▸ **Work to be completed**: Will you return, word for word, only the lines from the top of the data below down to and including the one with "Query: rocky streambed"?

*** Provided records Section Begins ***

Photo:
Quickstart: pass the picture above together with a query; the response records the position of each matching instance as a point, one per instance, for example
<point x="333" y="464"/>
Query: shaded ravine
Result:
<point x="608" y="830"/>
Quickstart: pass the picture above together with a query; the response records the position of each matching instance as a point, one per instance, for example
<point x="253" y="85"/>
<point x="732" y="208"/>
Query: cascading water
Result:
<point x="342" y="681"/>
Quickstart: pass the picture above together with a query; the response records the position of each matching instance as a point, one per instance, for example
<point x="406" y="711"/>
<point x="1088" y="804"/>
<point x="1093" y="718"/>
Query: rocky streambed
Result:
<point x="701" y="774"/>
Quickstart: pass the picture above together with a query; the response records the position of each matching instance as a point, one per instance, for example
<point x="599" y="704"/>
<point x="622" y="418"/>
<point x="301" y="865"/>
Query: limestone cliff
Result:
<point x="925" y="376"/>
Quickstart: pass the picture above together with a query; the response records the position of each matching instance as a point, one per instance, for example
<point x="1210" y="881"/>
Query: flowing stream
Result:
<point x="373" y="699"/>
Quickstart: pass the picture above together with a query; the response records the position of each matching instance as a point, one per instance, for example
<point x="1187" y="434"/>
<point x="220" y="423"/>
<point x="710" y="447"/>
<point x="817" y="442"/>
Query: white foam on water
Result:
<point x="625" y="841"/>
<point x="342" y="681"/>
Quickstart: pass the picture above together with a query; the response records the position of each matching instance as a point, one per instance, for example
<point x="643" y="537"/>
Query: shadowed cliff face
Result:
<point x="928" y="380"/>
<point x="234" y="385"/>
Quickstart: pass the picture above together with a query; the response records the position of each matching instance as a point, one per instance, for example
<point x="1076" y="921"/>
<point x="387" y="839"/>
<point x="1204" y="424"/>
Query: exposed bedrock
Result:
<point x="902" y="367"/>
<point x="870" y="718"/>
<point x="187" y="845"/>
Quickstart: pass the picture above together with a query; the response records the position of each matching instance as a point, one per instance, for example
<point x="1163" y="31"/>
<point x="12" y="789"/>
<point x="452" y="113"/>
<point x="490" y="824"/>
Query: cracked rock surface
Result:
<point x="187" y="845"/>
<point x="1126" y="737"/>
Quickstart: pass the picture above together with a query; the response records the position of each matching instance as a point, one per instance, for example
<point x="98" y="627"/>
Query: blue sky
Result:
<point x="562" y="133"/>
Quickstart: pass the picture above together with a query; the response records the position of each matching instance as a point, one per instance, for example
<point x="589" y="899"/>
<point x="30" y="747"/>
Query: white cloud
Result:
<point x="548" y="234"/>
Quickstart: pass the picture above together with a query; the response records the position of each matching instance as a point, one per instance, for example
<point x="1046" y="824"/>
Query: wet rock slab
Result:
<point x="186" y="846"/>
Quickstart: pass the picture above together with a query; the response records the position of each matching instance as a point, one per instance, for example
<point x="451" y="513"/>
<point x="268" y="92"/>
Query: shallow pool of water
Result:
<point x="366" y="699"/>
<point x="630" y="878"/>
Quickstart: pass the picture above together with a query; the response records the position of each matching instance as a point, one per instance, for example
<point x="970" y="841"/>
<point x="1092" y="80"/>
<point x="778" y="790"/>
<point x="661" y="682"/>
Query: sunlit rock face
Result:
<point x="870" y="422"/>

*** Provided records Section Ends ***

▸ **Result for this task**:
Photo:
Quickstart: pass the picture above together with a query; the response records the position of each matching instance as a point, one per instance, for example
<point x="333" y="464"/>
Query: shaded ravine
Result:
<point x="608" y="830"/>
Quickstart: pass the picture above together with a query; the response records the position of each matching instance as a point, one per instance, for example
<point x="253" y="85"/>
<point x="732" y="208"/>
Query: cascading water
Result:
<point x="342" y="681"/>
Quickstart: pass the picture above together with a query; the response records the position of each matching instance as a point, one per instance, for example
<point x="406" y="711"/>
<point x="1088" y="804"/>
<point x="1093" y="718"/>
Query: rocky streambed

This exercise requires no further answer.